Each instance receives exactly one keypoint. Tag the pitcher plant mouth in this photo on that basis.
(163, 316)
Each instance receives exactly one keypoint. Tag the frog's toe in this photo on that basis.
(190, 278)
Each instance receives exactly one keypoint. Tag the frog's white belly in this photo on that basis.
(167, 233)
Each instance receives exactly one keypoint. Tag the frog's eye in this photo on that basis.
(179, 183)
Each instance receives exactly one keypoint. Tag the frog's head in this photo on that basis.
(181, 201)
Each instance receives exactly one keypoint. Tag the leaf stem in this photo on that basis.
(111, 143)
·····
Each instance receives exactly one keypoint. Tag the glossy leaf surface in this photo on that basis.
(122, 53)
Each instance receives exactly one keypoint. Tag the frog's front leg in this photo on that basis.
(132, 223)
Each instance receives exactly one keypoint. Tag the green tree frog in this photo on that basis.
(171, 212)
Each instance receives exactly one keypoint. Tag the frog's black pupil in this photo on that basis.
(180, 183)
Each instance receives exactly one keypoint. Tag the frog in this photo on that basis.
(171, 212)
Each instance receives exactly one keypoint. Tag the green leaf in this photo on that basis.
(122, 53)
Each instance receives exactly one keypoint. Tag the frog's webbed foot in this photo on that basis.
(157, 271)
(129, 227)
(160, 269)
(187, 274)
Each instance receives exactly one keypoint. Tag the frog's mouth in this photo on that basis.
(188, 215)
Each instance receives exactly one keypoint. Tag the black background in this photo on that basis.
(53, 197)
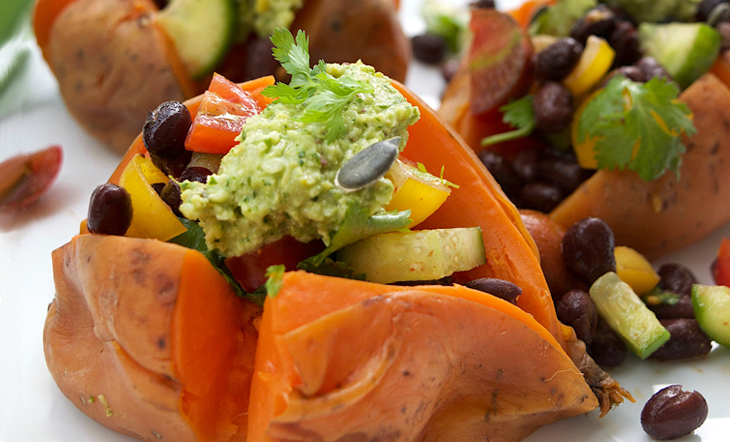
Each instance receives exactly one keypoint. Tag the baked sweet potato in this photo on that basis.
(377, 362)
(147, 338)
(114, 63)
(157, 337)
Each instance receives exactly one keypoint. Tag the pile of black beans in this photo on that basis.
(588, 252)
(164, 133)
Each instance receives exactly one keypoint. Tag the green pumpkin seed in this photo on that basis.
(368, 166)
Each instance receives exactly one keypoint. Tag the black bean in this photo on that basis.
·····
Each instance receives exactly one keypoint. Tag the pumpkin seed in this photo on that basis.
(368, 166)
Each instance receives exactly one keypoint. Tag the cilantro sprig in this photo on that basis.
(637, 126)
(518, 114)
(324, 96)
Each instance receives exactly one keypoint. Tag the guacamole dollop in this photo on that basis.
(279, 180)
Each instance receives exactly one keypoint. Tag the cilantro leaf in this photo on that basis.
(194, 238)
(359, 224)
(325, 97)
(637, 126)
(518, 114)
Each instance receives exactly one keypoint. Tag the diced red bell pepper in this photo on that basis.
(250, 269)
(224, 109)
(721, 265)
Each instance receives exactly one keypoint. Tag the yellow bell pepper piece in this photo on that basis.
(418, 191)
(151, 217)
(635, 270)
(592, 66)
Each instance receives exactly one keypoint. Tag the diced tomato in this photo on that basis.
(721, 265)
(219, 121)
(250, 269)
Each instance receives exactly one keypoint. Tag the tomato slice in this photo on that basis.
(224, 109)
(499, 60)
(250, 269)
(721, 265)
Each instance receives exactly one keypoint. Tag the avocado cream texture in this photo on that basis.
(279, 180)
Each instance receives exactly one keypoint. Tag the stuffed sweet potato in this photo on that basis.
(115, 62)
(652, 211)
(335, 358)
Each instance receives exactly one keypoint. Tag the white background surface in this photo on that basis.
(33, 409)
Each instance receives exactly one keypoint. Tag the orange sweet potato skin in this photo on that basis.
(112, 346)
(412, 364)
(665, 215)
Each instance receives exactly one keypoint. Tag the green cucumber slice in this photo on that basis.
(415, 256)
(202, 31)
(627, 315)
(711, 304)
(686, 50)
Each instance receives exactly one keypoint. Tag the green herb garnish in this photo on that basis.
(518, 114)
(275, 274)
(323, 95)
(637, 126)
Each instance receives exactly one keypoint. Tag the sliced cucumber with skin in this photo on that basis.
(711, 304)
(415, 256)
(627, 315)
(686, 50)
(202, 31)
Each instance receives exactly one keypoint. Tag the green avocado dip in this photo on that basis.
·····
Directions for this task →
Can you edit the listing from the line with "cilantro leaf in this photo on that basis." to the line with "dip in this photo on that basis." so that "Tag" becomes "Mark" throughout, with nothing else changed? Return only those lines.

Problem solution →
Each instance receives exactly one keypoint. Mark the cilantro leaf in this photo on that basis.
(194, 238)
(359, 224)
(325, 97)
(637, 126)
(518, 114)
Each instance receives exactly one keypoint. Mark the diced red bell pepper in this photo on that basis.
(250, 269)
(224, 109)
(721, 265)
Each instance receives exactly one keypoint. Mark the yellow bell pepper piece in this photo on that basis.
(418, 191)
(151, 217)
(635, 270)
(592, 66)
Each instance receives exactly one keypoint. Mark the diced tomato in this photo on that basis.
(721, 265)
(219, 121)
(250, 269)
Each instance receives exactly one keypoint. Mark the tomato slice in this photo on that basis.
(224, 109)
(499, 60)
(250, 269)
(721, 265)
Each instance receives exactly one keypoint. Mark the avocado cream texture in this photo on that basis.
(279, 180)
Each instance receives exactly one keypoint. Mark the stuffed sweet potato in this photo on that basis.
(115, 62)
(652, 211)
(335, 358)
Each instance receives exactly one keypoint. Mark the white background surface in this photo on that basis.
(33, 409)
Each instance receives exactly one keypoint. Mark the orange sweet potato skin in this photo on that basis.
(112, 346)
(412, 364)
(665, 215)
Each instance receives exactly one keypoint. Mark the green cucumber slice in this photo on that basis.
(415, 256)
(202, 31)
(627, 315)
(711, 304)
(686, 50)
Each instance receives exactly one keypoint. Mark the green herb garnish in this photo on that basis.
(518, 114)
(275, 274)
(323, 95)
(637, 126)
Each instance receives exactly one keypoint. Mark the sliced cucumber with skin in this photo on that basis.
(711, 304)
(415, 256)
(627, 315)
(686, 50)
(202, 31)
Each instance receives exactly one keypoint. Mark the green avocado dip in this photo on that basis.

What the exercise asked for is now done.